EXERCISE –
Exact copy, no pictures: output each line below as it stands.

--------

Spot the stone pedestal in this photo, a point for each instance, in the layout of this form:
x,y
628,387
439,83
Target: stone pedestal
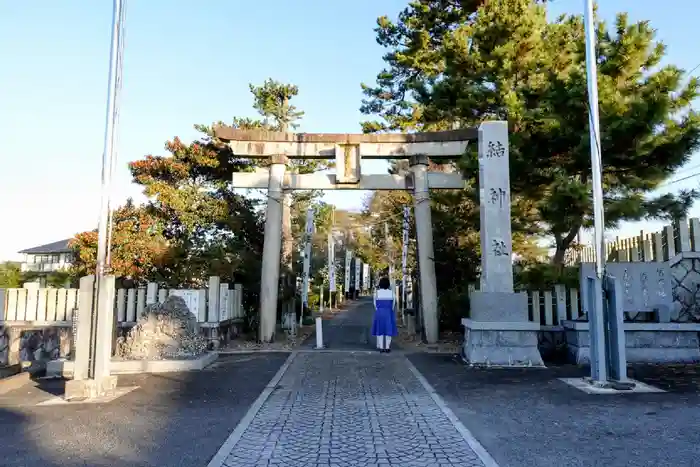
x,y
644,342
499,332
90,388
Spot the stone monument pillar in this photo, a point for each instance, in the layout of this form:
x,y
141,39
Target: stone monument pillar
x,y
499,332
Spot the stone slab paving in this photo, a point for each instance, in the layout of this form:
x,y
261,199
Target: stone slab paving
x,y
350,409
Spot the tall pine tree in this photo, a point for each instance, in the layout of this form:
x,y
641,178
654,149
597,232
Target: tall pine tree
x,y
457,63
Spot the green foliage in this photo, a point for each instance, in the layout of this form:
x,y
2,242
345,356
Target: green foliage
x,y
457,63
10,275
544,276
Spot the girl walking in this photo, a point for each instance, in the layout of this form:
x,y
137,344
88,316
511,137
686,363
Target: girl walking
x,y
384,325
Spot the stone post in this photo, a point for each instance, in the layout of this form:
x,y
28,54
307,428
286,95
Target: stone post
x,y
105,319
499,332
269,283
91,381
424,237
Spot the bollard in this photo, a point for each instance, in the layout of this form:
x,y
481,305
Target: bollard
x,y
319,333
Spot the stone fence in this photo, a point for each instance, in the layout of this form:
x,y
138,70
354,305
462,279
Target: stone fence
x,y
37,323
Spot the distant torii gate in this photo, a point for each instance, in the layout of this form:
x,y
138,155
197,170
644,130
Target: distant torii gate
x,y
348,150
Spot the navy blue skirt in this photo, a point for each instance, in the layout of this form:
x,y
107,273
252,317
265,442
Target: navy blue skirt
x,y
384,319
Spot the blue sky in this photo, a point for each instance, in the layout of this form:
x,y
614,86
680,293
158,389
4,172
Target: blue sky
x,y
190,62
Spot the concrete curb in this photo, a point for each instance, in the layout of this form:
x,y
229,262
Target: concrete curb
x,y
14,382
219,458
473,443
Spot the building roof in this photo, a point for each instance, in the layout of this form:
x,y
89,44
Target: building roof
x,y
55,247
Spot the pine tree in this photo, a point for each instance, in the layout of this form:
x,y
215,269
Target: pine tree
x,y
457,63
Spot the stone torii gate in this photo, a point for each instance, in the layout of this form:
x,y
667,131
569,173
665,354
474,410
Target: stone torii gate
x,y
348,150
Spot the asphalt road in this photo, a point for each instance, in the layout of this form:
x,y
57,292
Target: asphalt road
x,y
174,419
528,418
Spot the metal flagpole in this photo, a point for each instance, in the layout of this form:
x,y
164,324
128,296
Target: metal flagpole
x,y
108,156
307,264
598,351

--------

PROBLEM SOLUTION –
Spot the stone pedestal in this photo, a point for each instance, in the layout of this form:
x,y
628,387
439,83
Target: stone pedestal
x,y
644,342
499,332
90,388
Spot the stone monument pillar in this photo, a point for each instance, in the layout of this form:
x,y
141,39
Target: stone monument pillar
x,y
499,332
Spot the stone slab paving in this photo, a point for each instance, in the layout of this form:
x,y
261,199
Target: stone slab paving
x,y
350,409
Spot the tall pine tree in this photo, a point for each instance, in the layout of this form:
x,y
641,178
654,149
597,232
Target: tall pine tree
x,y
457,63
Spot the green foliage in this photo, a point for each instance, in the layout of this form:
x,y
2,242
345,356
Target: green foliage
x,y
457,63
10,275
544,276
Spot the girl walking in this photo, a point for each instance, in the layout of this form:
x,y
137,344
88,316
511,137
686,363
Target: girl walking
x,y
384,325
Spot the stone post in this photo, a point for each instance, in the layout of this form:
x,y
28,54
307,428
286,95
Target: stone post
x,y
105,319
499,332
269,283
91,381
424,237
Spot the bollard in this photo, a point for each instance, in the layout of this form:
x,y
481,305
Target: bollard
x,y
319,333
Spot the stone fence in this photo, a point for each instance, in the layout of this form:
x,y
138,70
354,305
462,279
Target: stone fence
x,y
37,323
Spot the distant torii gate in this photo, a point for each instance, in the layout of this form:
x,y
138,155
197,170
644,130
Target: distant torii gate
x,y
348,150
Spot the navy blue skirt in this photo, a point for each instance, in the layout of this form:
x,y
107,273
252,317
265,442
Target: navy blue skirt
x,y
384,319
Spot the blue sky in this photo, a point for each instance, in the layout of this form:
x,y
614,86
680,293
158,389
4,172
Target: blue sky
x,y
190,62
Spot the concrete curb in this photo, a point for each instance, in the layout of this form:
x,y
229,262
Target: concrete curb
x,y
14,382
219,458
473,443
Spot the building roof in this photo, a point for each instance, in the layout of this form:
x,y
89,44
Target: building roof
x,y
55,247
Spot the pine tree in this photo, a point for each instance, in the layout of this form:
x,y
215,269
Target: pine tree
x,y
457,63
Spot the stone torii gate in this photo, a point for each instance, in the layout of this form:
x,y
667,131
569,173
665,354
474,410
Target: stone torii gate
x,y
348,150
Spot the asphalt road in this photo, a point for each instance, in the layout of this form:
x,y
57,292
Target: asphalt road
x,y
174,419
528,418
Spot the metal flagpole in this photo, a point for each instance, in the layout of this form:
x,y
164,324
128,296
Target: metal flagpole
x,y
108,156
307,264
598,351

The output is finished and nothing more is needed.